WRITTEN INSTRUCTION:
Quote the lines from the line holding "[locate] arched doorway" to the very end of the listing, exactly, and no others.

INPUT RECORDS:
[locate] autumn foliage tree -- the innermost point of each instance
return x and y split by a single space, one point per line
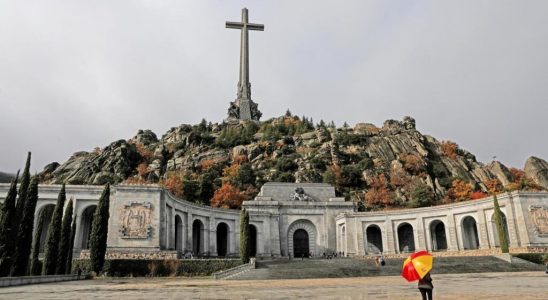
227 196
378 194
460 191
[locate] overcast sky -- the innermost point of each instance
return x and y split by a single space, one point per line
79 74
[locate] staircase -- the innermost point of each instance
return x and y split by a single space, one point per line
349 267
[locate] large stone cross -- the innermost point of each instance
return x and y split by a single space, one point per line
246 109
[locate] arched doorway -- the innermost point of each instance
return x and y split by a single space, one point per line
197 237
437 233
252 241
470 233
222 239
178 234
301 248
374 239
44 216
85 224
504 228
406 238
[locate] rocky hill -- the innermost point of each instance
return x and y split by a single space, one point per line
391 166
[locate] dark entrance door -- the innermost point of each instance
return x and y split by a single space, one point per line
252 241
300 243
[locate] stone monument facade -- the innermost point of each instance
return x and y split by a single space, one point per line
243 108
295 220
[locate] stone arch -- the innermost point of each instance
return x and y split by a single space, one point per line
406 238
222 239
373 238
178 233
198 237
86 220
252 244
438 235
310 230
47 210
470 239
496 241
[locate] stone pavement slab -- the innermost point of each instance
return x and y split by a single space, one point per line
500 286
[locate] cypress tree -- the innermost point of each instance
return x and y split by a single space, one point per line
8 229
244 236
71 246
503 238
99 231
64 245
35 266
54 235
23 189
24 238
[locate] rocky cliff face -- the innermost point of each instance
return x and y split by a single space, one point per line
395 156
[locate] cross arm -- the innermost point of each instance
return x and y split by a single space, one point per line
235 25
259 27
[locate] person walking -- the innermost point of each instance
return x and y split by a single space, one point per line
426 287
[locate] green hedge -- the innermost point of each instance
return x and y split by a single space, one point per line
159 268
537 258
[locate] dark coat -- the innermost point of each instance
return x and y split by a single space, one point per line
426 282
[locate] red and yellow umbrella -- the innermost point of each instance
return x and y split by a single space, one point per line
417 265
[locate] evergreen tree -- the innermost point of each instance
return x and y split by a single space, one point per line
71 246
64 245
99 231
54 235
244 236
23 189
35 266
8 229
26 226
503 238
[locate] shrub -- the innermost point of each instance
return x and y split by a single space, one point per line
157 267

THE COMPLETED TASK:
[locate] arched doorway -- the innermost point of each instance
return x and y split by a single space, one point per line
197 237
437 233
252 241
470 233
222 239
178 234
301 248
374 239
44 216
85 224
504 228
406 238
[locate] rocky hill -- the innermost point of each instance
return x and y split by a single space, one point per line
391 166
[locate] dark entrance door -- the innermost point of each instance
return x and y split by a single space, one point per line
252 241
300 243
[locate] stone monument facade -- the innermost point of each instance
return x and y split by a single space, one point per line
243 108
295 220
[locate] stone arch -- the innermost point of each instance
return x and y split by a single space, one point per line
406 238
222 239
373 238
178 233
198 237
86 220
252 244
438 235
310 230
47 210
470 239
496 241
[locate] stone pavement slab -- the innermost point of each instance
return x and y split by a single space, one point per line
500 286
[locate] cypress tree -- the innermost point of each instance
return x and y split by a single space, one point per line
8 229
244 236
71 246
503 238
99 231
64 245
35 266
54 235
23 189
24 238
[locate] rocky cliff face -- the innermost point of each instance
return x and y split by a single space, one point per line
395 156
[locate] cross arm -- the innermost point of each instance
return x and y split by a single space, one point per line
235 25
259 27
[locate] person walking -- the innermost point of each instance
return x and y split by a single space, one point per line
426 287
[locate] green hedge -- the innermost point of each instance
return x and y split by a single space, one point per line
159 268
537 258
[locate] dark coat -- the innermost point of each instance
return x and y split by a single space, one point per line
426 282
[locate] red and yellow umbrella -- the innermost point of each instance
return x and y split by a single space, one point per line
417 265
[locate] evergreen tree -- the innermost point of each instance
return x and y split by a single space, one point per line
71 246
64 245
99 231
54 235
244 236
23 189
35 266
8 229
26 226
503 238
[locate] shrub -- the innermost point of each instance
return x and y split by a single space, one point per line
157 267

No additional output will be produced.